Task details: Starting at the line that contains "Annotate the person wearing" and ending with the last line of the records below, present those lines as a Markdown table with two columns, Row and Text, leaving out any blank lines.

Entries shown:
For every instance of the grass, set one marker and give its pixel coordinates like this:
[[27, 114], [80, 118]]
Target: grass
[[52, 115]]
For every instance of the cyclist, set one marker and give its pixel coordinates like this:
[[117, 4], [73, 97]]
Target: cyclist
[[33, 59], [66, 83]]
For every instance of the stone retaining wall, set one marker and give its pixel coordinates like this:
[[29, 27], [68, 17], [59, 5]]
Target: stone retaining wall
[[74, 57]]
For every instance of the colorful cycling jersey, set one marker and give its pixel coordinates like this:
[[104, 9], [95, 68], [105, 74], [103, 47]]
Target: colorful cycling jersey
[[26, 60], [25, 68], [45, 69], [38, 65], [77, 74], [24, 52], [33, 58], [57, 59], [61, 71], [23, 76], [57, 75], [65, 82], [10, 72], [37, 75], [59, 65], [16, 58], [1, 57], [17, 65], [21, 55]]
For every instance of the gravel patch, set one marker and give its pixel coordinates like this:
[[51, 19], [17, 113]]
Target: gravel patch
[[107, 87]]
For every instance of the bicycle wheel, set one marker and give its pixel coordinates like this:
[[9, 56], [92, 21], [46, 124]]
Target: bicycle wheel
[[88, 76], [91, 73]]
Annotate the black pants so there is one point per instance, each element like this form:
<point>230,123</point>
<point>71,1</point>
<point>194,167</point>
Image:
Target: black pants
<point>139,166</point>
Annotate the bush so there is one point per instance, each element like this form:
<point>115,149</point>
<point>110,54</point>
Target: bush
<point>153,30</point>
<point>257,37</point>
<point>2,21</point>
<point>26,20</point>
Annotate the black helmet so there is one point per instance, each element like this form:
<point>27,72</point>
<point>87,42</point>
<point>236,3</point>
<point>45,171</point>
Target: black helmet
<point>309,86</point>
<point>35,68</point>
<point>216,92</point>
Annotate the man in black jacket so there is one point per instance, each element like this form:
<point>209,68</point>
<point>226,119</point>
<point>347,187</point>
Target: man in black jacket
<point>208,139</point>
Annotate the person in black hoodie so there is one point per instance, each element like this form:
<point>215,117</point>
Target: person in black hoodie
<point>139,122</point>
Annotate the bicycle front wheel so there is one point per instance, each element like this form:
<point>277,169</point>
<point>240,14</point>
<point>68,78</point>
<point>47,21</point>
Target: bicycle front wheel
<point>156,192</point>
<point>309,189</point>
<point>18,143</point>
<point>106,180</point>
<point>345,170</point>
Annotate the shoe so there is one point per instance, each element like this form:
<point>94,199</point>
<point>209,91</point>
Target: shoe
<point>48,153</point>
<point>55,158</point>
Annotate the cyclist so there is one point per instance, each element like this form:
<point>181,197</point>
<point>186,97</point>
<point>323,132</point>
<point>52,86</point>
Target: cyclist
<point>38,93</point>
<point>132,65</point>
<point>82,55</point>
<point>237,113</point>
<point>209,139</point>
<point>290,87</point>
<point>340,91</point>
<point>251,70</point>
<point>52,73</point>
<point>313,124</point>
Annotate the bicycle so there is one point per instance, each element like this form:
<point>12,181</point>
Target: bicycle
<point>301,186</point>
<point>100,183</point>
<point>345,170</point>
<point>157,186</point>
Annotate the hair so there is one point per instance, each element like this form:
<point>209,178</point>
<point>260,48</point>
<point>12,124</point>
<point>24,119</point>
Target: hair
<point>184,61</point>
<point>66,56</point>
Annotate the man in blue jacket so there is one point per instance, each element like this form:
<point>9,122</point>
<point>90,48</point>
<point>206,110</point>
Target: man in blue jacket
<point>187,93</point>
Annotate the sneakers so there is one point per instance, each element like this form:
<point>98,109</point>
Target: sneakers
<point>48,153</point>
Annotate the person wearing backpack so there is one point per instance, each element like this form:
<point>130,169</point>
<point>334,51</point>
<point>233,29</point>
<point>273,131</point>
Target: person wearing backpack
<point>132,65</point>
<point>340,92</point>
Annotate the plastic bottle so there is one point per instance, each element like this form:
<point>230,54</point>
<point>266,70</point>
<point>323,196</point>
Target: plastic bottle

Answer to the task:
| Row | Text |
|---|---|
| 1 | Annotate the person wearing backpack so there is one point per instance, each element like this form: |
| 2 | <point>130,169</point> |
| 3 | <point>334,51</point> |
| 4 | <point>233,29</point> |
| 5 | <point>273,131</point> |
| 6 | Target: person wearing backpack |
| 7 | <point>132,65</point> |
| 8 | <point>340,92</point> |
| 9 | Annotate the plastic bottle so there is one point per instance, each element like this form: |
| 10 | <point>230,54</point> |
| 11 | <point>266,70</point> |
| 12 | <point>323,196</point> |
| 13 | Target: plastic bottle |